▸ **Work instruction**:
Wherever a line of the data contains "sign", copy that line.

[Items from a dataset]

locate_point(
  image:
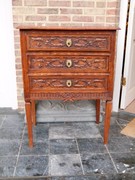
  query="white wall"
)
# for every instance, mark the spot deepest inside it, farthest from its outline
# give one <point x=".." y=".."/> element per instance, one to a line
<point x="8" y="92"/>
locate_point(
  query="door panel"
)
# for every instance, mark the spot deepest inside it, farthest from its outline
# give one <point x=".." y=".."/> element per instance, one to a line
<point x="128" y="91"/>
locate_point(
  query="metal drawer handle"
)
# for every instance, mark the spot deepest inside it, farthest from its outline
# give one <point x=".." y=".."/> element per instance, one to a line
<point x="69" y="63"/>
<point x="69" y="83"/>
<point x="69" y="42"/>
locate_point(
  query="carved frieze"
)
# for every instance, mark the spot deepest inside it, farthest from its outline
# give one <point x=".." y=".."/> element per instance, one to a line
<point x="70" y="96"/>
<point x="56" y="42"/>
<point x="91" y="63"/>
<point x="53" y="83"/>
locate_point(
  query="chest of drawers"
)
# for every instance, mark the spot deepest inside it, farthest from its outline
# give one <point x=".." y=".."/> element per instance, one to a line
<point x="68" y="64"/>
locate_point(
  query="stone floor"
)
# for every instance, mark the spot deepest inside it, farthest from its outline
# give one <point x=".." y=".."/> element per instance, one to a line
<point x="65" y="151"/>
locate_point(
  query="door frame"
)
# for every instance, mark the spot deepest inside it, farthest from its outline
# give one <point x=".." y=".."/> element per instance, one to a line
<point x="125" y="100"/>
<point x="120" y="54"/>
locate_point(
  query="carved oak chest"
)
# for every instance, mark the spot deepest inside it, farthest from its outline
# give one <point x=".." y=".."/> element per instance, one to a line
<point x="68" y="64"/>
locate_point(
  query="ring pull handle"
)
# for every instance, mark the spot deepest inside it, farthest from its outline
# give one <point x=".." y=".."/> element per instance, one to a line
<point x="69" y="42"/>
<point x="69" y="83"/>
<point x="69" y="63"/>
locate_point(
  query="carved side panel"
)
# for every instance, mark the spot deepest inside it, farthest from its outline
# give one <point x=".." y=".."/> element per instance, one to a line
<point x="60" y="42"/>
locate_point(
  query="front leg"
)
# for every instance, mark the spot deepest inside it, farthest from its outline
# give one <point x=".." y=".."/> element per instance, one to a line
<point x="29" y="122"/>
<point x="97" y="111"/>
<point x="107" y="120"/>
<point x="33" y="112"/>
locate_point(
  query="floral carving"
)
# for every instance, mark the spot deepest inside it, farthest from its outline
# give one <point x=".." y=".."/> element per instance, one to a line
<point x="60" y="42"/>
<point x="75" y="83"/>
<point x="93" y="63"/>
<point x="70" y="96"/>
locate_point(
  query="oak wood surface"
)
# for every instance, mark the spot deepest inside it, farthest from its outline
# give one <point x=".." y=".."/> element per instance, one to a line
<point x="68" y="64"/>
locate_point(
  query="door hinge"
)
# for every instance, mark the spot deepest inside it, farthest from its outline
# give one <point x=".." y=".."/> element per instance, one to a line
<point x="123" y="81"/>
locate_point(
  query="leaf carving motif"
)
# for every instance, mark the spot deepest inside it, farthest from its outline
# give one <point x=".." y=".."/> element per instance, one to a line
<point x="94" y="63"/>
<point x="59" y="42"/>
<point x="61" y="83"/>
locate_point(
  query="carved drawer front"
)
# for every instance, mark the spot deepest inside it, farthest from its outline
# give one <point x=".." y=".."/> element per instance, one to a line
<point x="68" y="83"/>
<point x="76" y="63"/>
<point x="90" y="41"/>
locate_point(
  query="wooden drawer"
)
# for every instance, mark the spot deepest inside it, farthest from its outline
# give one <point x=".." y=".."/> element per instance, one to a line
<point x="68" y="63"/>
<point x="68" y="41"/>
<point x="68" y="83"/>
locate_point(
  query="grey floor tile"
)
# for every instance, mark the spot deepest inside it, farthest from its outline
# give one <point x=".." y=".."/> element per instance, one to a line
<point x="91" y="177"/>
<point x="99" y="177"/>
<point x="125" y="162"/>
<point x="8" y="111"/>
<point x="92" y="145"/>
<point x="68" y="164"/>
<point x="63" y="146"/>
<point x="2" y="118"/>
<point x="113" y="132"/>
<point x="32" y="166"/>
<point x="125" y="115"/>
<point x="9" y="148"/>
<point x="98" y="163"/>
<point x="40" y="133"/>
<point x="120" y="144"/>
<point x="61" y="132"/>
<point x="40" y="148"/>
<point x="86" y="130"/>
<point x="11" y="133"/>
<point x="74" y="130"/>
<point x="7" y="165"/>
<point x="13" y="121"/>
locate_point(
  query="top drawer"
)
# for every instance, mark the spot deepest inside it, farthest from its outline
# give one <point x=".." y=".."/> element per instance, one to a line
<point x="68" y="40"/>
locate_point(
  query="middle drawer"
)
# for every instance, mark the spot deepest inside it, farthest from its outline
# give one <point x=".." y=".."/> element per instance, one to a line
<point x="68" y="63"/>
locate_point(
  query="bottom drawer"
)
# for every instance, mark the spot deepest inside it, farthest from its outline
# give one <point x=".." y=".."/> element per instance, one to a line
<point x="68" y="83"/>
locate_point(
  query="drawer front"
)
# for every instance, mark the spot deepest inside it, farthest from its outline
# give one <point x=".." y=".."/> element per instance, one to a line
<point x="75" y="63"/>
<point x="68" y="83"/>
<point x="68" y="41"/>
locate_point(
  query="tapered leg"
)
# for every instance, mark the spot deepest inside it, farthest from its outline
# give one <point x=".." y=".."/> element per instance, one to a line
<point x="107" y="120"/>
<point x="29" y="123"/>
<point x="33" y="113"/>
<point x="97" y="111"/>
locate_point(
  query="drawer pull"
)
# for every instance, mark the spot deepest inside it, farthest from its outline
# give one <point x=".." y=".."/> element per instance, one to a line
<point x="69" y="83"/>
<point x="69" y="42"/>
<point x="69" y="63"/>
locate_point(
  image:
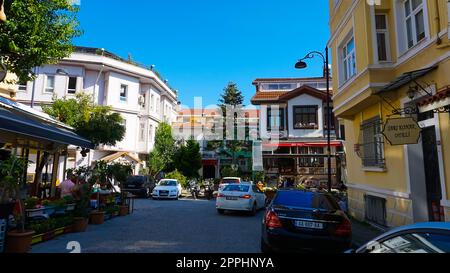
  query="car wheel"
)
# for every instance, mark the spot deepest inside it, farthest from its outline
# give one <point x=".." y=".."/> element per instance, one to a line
<point x="264" y="247"/>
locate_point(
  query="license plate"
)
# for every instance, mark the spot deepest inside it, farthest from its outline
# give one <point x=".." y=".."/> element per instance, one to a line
<point x="306" y="224"/>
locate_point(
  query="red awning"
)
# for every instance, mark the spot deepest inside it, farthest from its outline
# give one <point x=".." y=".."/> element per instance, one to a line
<point x="303" y="144"/>
<point x="210" y="162"/>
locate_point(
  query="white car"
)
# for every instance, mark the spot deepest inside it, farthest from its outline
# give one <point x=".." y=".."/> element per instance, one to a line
<point x="167" y="189"/>
<point x="240" y="197"/>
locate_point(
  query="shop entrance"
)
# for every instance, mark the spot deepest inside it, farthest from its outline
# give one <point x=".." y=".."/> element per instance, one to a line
<point x="432" y="174"/>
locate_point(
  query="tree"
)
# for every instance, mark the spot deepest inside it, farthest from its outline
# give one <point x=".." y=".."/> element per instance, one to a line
<point x="94" y="122"/>
<point x="188" y="159"/>
<point x="231" y="96"/>
<point x="165" y="143"/>
<point x="37" y="32"/>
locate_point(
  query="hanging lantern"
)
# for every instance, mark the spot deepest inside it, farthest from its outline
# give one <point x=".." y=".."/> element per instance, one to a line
<point x="2" y="12"/>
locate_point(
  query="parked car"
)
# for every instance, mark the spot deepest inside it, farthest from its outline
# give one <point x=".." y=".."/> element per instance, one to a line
<point x="417" y="238"/>
<point x="298" y="220"/>
<point x="167" y="189"/>
<point x="229" y="180"/>
<point x="139" y="185"/>
<point x="240" y="197"/>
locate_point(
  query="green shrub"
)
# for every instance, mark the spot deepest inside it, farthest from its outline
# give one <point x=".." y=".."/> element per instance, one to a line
<point x="179" y="177"/>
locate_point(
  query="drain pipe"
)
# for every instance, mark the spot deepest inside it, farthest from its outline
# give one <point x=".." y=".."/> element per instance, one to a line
<point x="438" y="22"/>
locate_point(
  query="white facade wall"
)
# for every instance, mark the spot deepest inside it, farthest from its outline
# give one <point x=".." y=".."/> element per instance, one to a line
<point x="305" y="100"/>
<point x="105" y="82"/>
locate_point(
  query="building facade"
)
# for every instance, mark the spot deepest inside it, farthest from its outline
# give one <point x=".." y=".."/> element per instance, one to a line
<point x="133" y="91"/>
<point x="206" y="126"/>
<point x="293" y="129"/>
<point x="391" y="60"/>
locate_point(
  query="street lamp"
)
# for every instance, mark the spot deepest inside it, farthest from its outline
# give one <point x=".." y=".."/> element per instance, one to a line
<point x="59" y="71"/>
<point x="301" y="64"/>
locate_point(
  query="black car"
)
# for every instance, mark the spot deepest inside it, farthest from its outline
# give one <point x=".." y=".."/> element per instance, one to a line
<point x="304" y="221"/>
<point x="139" y="185"/>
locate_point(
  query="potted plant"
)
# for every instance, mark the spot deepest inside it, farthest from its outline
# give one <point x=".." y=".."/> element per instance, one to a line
<point x="11" y="182"/>
<point x="81" y="212"/>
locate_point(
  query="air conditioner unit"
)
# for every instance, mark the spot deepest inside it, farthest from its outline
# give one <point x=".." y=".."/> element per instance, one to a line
<point x="141" y="100"/>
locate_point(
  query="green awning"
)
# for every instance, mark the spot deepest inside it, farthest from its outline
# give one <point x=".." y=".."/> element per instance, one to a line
<point x="405" y="79"/>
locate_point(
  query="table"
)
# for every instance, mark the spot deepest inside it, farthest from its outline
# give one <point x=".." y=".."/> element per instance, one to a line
<point x="129" y="200"/>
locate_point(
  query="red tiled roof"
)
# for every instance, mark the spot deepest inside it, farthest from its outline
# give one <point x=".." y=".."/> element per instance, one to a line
<point x="284" y="96"/>
<point x="267" y="96"/>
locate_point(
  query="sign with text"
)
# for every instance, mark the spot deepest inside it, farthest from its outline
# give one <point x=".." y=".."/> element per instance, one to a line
<point x="402" y="131"/>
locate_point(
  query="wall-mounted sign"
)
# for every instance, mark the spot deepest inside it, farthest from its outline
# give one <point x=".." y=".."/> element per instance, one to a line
<point x="402" y="131"/>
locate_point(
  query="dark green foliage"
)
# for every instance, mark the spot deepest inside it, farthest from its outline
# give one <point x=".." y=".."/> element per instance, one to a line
<point x="188" y="159"/>
<point x="37" y="32"/>
<point x="94" y="122"/>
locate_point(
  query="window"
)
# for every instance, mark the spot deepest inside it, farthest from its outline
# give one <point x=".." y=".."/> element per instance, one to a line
<point x="275" y="119"/>
<point x="414" y="21"/>
<point x="413" y="242"/>
<point x="50" y="84"/>
<point x="123" y="92"/>
<point x="325" y="117"/>
<point x="382" y="37"/>
<point x="372" y="143"/>
<point x="142" y="132"/>
<point x="152" y="102"/>
<point x="22" y="86"/>
<point x="375" y="209"/>
<point x="348" y="57"/>
<point x="306" y="117"/>
<point x="150" y="133"/>
<point x="279" y="86"/>
<point x="72" y="86"/>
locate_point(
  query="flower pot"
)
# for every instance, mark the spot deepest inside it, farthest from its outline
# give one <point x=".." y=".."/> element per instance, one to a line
<point x="124" y="210"/>
<point x="6" y="210"/>
<point x="70" y="207"/>
<point x="97" y="217"/>
<point x="35" y="212"/>
<point x="19" y="242"/>
<point x="80" y="224"/>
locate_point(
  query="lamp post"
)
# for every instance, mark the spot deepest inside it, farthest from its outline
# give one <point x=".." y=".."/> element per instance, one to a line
<point x="301" y="64"/>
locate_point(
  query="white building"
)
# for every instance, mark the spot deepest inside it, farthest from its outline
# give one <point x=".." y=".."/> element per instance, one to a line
<point x="137" y="93"/>
<point x="293" y="129"/>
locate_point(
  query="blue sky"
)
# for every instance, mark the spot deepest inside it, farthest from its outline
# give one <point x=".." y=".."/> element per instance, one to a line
<point x="201" y="45"/>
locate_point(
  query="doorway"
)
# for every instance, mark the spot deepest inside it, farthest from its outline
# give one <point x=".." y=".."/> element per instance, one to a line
<point x="209" y="172"/>
<point x="432" y="174"/>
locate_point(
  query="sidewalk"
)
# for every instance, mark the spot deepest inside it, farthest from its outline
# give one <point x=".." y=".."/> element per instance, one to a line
<point x="363" y="233"/>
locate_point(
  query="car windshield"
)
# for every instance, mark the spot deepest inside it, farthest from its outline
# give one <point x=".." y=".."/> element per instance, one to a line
<point x="237" y="188"/>
<point x="168" y="183"/>
<point x="301" y="199"/>
<point x="230" y="181"/>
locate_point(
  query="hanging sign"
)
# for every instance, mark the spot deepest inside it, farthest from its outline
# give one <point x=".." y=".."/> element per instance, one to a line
<point x="402" y="131"/>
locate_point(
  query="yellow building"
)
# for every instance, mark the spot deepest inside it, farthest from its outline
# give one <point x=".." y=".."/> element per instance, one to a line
<point x="391" y="60"/>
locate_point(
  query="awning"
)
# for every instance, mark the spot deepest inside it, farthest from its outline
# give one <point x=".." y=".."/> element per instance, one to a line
<point x="405" y="79"/>
<point x="438" y="101"/>
<point x="303" y="144"/>
<point x="24" y="125"/>
<point x="112" y="157"/>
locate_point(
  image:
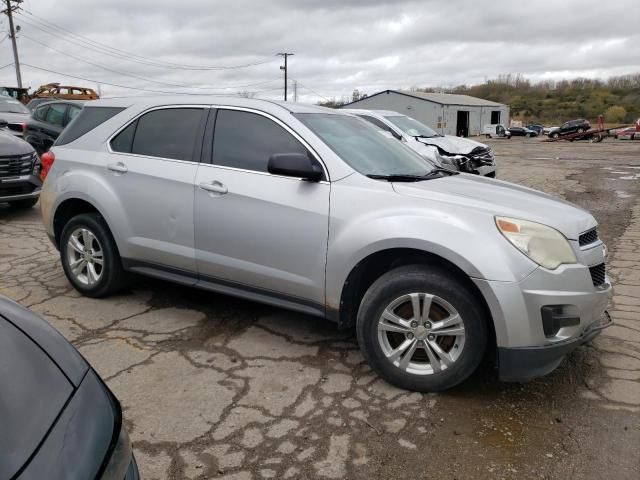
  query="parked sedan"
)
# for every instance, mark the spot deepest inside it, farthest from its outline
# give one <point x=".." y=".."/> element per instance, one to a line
<point x="629" y="133"/>
<point x="48" y="120"/>
<point x="522" y="132"/>
<point x="536" y="127"/>
<point x="573" y="126"/>
<point x="59" y="420"/>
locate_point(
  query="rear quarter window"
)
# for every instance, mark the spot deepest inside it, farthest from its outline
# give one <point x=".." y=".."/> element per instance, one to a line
<point x="88" y="119"/>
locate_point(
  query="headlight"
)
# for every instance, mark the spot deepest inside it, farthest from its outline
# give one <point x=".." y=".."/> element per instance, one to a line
<point x="544" y="245"/>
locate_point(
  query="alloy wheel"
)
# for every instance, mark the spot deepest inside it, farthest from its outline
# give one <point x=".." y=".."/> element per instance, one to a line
<point x="421" y="334"/>
<point x="85" y="257"/>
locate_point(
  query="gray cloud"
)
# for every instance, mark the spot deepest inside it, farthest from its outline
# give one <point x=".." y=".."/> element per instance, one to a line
<point x="339" y="45"/>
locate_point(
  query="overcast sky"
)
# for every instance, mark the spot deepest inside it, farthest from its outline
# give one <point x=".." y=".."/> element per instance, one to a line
<point x="339" y="45"/>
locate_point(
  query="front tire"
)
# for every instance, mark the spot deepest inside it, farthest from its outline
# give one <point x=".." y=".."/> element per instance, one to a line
<point x="90" y="257"/>
<point x="422" y="329"/>
<point x="24" y="204"/>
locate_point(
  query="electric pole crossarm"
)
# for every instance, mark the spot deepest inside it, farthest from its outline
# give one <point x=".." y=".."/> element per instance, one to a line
<point x="285" y="55"/>
<point x="12" y="34"/>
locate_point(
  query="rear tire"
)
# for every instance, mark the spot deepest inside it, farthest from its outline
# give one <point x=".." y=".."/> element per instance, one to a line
<point x="24" y="204"/>
<point x="90" y="257"/>
<point x="437" y="361"/>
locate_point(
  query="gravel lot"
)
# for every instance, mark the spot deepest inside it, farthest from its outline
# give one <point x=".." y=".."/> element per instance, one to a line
<point x="215" y="387"/>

▸ **Output of the task**:
  query="sign with text"
  query="wall-mounted sign"
  query="hanging sign"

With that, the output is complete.